Instruction: Copy the data below word for word, from the first line to the last, and leave out the pictures.

Given entries:
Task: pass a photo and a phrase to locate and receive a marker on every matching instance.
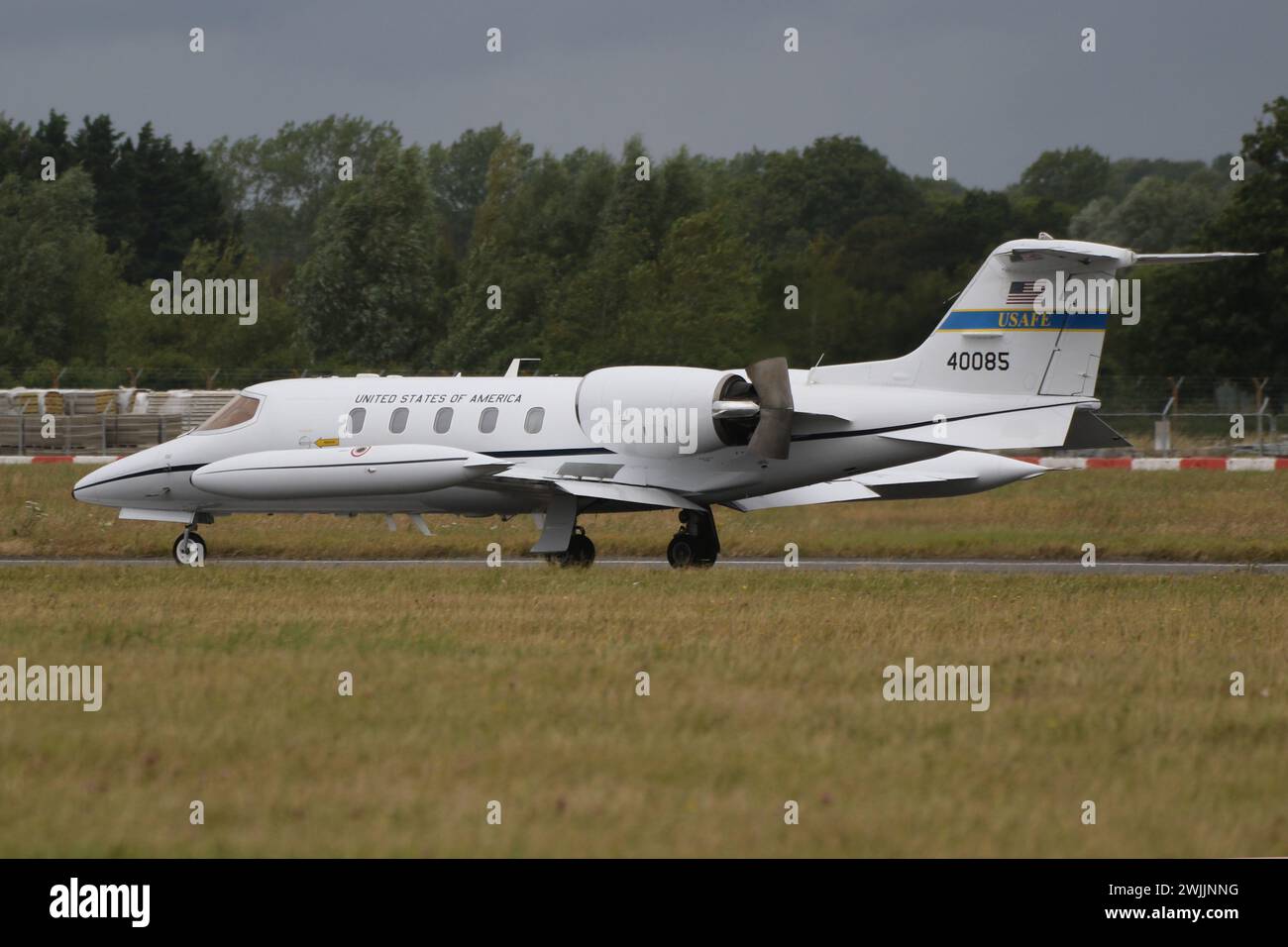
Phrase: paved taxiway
(1140, 569)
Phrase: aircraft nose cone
(86, 487)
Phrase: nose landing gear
(189, 548)
(696, 544)
(581, 551)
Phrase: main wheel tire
(691, 552)
(581, 551)
(682, 552)
(183, 551)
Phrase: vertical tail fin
(1031, 321)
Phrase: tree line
(459, 257)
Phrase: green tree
(366, 292)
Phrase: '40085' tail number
(979, 361)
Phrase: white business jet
(1012, 365)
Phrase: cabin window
(357, 418)
(398, 420)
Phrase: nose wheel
(191, 547)
(696, 544)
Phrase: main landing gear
(580, 552)
(191, 547)
(697, 541)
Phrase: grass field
(476, 684)
(515, 684)
(1185, 514)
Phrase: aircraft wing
(630, 493)
(952, 474)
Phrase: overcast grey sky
(990, 84)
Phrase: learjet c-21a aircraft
(995, 375)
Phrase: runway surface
(1016, 566)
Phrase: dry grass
(1188, 514)
(518, 685)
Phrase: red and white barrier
(1160, 463)
(59, 459)
(1048, 463)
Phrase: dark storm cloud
(990, 85)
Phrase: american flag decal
(1022, 292)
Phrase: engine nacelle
(658, 411)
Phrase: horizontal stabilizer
(1090, 432)
(1172, 260)
(1017, 429)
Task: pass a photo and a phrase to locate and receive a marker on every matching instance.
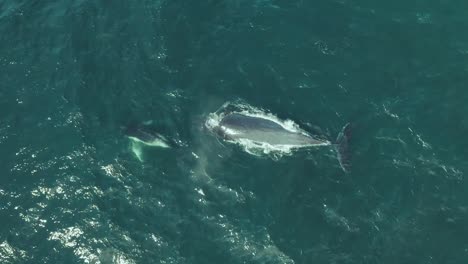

Reply:
Task: pass a photo and a phrase to locate and receive a marker on every matching instance.
Phrase: paved taxiway
(1140, 569)
Phrase: aircraft nose cone
(86, 487)
Phrase: nose landing gear
(189, 548)
(696, 544)
(581, 551)
Phrase: main wheel tire
(691, 552)
(581, 551)
(682, 552)
(183, 551)
Phrase: vertical tail fin
(1031, 321)
Phrase: tree line
(459, 257)
Phrase: green tree
(366, 292)
Phrase: '40085' tail number
(979, 361)
Phrase: white business jet
(1012, 365)
Phrase: cabin window
(357, 418)
(398, 420)
Phrase: nose wheel
(191, 547)
(696, 544)
Phrase: main landing gear
(580, 552)
(191, 547)
(697, 541)
Phrase: grass field
(476, 684)
(515, 684)
(1185, 514)
Phrase: aircraft wing
(630, 493)
(952, 474)
Phrase: overcast grey sky
(990, 84)
Phrase: learjet c-21a aircraft
(995, 375)
Phrase: runway surface
(1016, 566)
Phrase: dry grass
(1188, 514)
(518, 685)
Phrase: red and white barrier
(1160, 463)
(59, 459)
(1048, 463)
Phrase: dark storm cloud
(990, 85)
Phrase: american flag decal
(1022, 292)
Phrase: engine nacelle
(658, 411)
Phrase: horizontal stabilizer
(1090, 432)
(1172, 260)
(1017, 429)
Task: pass a photo and a phrase to locate and receive a marker on every matching instance.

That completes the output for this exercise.